*Given records*
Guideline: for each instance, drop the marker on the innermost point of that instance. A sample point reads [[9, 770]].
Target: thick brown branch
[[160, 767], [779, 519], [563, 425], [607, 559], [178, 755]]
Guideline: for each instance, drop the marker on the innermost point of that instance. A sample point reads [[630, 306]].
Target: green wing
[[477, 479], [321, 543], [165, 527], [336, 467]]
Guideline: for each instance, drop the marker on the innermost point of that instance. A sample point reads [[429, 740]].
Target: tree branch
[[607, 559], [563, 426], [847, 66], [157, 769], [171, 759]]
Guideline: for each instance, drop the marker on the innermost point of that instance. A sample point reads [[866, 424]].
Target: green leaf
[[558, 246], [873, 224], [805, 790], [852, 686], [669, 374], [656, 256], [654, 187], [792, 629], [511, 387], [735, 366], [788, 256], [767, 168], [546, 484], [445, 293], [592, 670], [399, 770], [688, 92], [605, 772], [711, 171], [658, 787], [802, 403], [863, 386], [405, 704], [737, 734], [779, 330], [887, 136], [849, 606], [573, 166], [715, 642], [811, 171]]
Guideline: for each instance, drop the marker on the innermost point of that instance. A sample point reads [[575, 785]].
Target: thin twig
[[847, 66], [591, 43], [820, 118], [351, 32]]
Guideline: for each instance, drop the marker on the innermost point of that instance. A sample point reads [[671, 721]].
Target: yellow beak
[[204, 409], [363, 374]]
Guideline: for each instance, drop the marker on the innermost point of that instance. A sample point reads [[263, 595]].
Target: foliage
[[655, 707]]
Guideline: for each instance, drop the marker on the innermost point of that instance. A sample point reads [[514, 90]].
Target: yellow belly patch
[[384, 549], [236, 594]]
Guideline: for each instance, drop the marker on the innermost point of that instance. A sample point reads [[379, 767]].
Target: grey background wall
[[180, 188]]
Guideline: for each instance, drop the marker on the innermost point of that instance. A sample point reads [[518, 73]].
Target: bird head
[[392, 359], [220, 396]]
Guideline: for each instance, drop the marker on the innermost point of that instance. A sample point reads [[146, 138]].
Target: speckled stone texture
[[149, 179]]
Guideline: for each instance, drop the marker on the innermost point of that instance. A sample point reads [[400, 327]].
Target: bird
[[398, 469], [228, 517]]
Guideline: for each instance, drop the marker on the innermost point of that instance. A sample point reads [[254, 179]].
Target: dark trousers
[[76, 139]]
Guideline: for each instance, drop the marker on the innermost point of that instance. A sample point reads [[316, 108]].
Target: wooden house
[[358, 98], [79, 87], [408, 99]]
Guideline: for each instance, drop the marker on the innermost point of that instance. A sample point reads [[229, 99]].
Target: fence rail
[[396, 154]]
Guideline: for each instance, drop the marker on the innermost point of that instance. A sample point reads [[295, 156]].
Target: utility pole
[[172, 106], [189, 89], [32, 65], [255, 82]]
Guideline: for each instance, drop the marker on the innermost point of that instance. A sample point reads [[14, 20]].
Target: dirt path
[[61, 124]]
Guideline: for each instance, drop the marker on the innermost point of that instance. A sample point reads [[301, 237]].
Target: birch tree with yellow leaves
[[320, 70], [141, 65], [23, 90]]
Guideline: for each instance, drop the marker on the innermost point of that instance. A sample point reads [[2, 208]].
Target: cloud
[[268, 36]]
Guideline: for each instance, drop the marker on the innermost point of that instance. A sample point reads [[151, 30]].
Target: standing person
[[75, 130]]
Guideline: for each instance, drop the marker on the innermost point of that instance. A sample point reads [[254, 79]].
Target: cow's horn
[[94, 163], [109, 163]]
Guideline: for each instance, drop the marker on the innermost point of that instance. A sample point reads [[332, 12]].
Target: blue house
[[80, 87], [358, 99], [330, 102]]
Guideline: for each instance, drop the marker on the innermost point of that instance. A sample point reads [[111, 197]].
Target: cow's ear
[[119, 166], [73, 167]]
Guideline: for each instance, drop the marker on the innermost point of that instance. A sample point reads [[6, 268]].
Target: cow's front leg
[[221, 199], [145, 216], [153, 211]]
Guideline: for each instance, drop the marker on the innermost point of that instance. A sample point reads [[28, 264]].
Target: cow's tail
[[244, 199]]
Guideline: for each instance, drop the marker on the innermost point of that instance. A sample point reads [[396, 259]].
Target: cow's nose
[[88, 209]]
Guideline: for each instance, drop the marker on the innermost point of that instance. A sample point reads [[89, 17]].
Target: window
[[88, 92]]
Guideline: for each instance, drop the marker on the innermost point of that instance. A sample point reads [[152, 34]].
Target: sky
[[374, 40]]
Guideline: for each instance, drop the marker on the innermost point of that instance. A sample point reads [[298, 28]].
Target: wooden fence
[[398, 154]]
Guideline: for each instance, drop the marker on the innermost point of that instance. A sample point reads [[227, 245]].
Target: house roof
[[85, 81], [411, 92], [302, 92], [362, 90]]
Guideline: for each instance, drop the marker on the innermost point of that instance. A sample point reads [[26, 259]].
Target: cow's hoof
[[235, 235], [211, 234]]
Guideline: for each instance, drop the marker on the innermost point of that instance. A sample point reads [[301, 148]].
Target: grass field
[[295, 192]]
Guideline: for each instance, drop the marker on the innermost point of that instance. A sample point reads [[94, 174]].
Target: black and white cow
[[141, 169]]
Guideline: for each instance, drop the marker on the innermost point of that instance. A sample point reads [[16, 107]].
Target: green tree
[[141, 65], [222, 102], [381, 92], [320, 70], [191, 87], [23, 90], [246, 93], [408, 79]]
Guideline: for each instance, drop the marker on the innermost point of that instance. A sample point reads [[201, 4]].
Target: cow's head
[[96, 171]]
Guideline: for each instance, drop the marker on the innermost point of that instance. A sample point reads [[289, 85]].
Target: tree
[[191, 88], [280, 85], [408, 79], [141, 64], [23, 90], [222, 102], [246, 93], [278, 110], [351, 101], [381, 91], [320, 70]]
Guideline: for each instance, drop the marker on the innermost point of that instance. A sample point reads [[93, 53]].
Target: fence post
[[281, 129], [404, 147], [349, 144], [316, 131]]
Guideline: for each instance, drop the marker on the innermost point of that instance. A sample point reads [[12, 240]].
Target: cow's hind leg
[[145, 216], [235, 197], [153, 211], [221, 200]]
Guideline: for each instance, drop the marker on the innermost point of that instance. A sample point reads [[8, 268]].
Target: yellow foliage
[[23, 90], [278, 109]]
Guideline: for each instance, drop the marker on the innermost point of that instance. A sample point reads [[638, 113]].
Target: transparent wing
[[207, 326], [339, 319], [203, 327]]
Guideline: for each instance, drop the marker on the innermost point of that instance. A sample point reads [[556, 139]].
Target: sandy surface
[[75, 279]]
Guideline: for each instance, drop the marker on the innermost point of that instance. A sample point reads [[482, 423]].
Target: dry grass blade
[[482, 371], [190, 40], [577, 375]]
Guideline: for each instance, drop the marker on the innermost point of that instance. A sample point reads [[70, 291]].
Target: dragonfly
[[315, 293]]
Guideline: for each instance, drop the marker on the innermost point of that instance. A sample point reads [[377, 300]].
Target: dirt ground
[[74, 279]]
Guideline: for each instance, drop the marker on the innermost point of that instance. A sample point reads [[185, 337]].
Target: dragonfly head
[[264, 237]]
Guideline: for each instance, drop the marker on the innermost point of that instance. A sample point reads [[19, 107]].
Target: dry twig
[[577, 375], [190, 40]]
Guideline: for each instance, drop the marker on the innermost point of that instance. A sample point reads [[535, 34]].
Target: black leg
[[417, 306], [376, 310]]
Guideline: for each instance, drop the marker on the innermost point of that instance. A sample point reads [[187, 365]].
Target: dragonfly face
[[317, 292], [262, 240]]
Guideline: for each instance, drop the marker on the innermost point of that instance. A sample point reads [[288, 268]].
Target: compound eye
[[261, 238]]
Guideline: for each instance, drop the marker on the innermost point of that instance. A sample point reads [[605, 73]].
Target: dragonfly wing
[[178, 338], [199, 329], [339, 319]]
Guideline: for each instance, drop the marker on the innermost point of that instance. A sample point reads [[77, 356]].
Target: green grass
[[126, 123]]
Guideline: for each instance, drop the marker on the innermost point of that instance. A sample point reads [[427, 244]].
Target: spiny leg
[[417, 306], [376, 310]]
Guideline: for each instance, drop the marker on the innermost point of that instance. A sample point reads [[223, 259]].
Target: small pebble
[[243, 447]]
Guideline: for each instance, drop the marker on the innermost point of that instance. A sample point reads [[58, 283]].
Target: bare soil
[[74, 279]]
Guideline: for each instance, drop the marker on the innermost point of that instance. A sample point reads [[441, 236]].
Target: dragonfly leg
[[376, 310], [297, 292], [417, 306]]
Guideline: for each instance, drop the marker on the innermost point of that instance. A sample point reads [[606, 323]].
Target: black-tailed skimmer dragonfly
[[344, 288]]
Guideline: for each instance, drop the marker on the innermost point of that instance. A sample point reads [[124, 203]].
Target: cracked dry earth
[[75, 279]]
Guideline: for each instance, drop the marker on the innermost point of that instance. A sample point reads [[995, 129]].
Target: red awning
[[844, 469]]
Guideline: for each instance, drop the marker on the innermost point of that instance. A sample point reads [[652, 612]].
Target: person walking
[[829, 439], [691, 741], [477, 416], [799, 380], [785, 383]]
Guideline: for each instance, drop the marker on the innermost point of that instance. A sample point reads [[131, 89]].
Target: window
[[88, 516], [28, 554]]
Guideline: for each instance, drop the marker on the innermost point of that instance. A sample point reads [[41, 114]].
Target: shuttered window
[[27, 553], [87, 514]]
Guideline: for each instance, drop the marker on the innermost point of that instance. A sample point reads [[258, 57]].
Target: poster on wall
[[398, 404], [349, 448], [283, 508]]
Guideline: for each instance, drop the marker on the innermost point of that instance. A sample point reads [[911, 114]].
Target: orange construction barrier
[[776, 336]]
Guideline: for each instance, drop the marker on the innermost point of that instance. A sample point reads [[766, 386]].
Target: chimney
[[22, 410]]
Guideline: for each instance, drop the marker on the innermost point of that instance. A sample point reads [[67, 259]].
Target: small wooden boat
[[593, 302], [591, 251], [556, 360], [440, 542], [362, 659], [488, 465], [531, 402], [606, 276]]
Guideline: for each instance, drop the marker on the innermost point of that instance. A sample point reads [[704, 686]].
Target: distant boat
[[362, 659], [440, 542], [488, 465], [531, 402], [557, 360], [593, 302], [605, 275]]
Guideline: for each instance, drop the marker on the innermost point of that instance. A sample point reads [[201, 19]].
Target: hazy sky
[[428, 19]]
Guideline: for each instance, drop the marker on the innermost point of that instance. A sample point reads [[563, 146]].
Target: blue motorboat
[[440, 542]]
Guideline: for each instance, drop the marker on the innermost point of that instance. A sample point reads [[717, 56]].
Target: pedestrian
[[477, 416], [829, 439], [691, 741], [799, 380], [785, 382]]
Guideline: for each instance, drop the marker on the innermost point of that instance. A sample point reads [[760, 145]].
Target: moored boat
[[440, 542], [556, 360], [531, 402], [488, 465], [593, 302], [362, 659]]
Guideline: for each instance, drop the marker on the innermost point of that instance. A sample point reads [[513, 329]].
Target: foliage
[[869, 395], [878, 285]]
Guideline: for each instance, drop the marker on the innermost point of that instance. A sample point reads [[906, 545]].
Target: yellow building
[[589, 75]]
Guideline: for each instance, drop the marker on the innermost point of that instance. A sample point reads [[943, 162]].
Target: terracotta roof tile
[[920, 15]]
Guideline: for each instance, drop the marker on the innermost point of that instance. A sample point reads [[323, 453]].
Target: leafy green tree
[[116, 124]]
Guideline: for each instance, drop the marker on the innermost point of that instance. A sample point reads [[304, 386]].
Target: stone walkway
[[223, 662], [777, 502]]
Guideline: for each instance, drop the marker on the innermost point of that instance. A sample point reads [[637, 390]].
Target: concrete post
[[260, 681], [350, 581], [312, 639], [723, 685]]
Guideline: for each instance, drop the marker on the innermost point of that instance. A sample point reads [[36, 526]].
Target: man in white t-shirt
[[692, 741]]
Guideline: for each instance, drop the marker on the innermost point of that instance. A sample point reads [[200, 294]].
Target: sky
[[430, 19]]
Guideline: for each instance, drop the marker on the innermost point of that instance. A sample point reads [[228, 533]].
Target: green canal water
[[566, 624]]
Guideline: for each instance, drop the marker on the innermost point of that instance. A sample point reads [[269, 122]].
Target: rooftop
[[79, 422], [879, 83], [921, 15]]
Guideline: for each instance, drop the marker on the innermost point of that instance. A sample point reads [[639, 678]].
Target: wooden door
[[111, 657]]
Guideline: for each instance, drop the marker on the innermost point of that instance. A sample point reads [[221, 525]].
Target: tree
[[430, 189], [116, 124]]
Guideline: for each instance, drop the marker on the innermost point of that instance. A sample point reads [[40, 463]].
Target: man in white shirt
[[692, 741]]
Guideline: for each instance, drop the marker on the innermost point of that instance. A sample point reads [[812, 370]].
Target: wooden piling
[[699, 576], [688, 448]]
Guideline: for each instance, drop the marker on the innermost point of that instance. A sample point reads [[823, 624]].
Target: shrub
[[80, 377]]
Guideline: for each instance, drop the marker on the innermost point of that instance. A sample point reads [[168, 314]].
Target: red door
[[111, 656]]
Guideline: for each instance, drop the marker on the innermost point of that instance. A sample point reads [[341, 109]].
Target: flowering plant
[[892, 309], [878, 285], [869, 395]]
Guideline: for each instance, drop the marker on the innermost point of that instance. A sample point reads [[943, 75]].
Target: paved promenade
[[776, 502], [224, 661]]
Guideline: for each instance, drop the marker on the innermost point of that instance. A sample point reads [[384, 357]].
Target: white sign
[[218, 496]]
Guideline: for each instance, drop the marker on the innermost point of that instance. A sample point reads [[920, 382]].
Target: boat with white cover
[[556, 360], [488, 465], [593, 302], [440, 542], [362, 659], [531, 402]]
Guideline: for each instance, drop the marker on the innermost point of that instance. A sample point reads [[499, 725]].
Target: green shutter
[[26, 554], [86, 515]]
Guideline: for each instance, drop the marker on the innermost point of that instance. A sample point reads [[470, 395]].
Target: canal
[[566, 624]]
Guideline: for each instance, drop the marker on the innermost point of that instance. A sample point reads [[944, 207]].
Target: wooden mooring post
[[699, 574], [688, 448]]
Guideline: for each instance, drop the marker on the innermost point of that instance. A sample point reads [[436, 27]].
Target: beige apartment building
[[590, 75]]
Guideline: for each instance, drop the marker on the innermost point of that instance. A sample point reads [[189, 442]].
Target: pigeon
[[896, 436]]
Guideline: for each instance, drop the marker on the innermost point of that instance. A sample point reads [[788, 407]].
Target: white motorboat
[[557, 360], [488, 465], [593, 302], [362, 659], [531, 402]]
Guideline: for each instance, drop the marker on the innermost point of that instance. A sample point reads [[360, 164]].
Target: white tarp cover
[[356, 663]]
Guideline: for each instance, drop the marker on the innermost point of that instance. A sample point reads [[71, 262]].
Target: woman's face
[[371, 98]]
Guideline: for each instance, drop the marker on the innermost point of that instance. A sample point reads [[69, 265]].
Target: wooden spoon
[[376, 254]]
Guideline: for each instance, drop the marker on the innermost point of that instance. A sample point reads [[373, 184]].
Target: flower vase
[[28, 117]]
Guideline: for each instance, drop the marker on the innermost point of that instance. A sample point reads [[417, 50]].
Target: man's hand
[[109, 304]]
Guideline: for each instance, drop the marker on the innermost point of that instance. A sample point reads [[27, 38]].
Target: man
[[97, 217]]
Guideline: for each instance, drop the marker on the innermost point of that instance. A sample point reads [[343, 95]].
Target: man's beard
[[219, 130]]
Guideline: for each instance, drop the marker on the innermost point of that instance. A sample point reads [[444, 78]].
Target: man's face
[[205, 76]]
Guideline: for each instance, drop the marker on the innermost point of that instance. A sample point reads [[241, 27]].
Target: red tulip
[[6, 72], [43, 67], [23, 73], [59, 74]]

*Brief*
Render the lines of the listing above as a JSON array of strings, one string per line with blank lines omitted, starting with the line containing "reads [[995, 129]]." and going on through the line containing "[[88, 516], [28, 554]]".

*Exercise answer*
[
  "Guideline: for each instance, drop the marker on the innermost point of that instance. A sample point reads [[995, 129]].",
  "Target: red awning",
  "[[844, 469]]",
  "Guideline: for each instance, drop the marker on the innermost point of that instance. A sample point reads [[652, 612]].",
  "Target: person walking",
  "[[829, 439], [691, 741], [477, 416], [799, 380], [785, 383]]",
  "Guideline: for each instance, drop the marker on the innermost point of that instance. A sample point reads [[131, 89]].",
  "Target: window",
  "[[88, 516], [28, 554]]"
]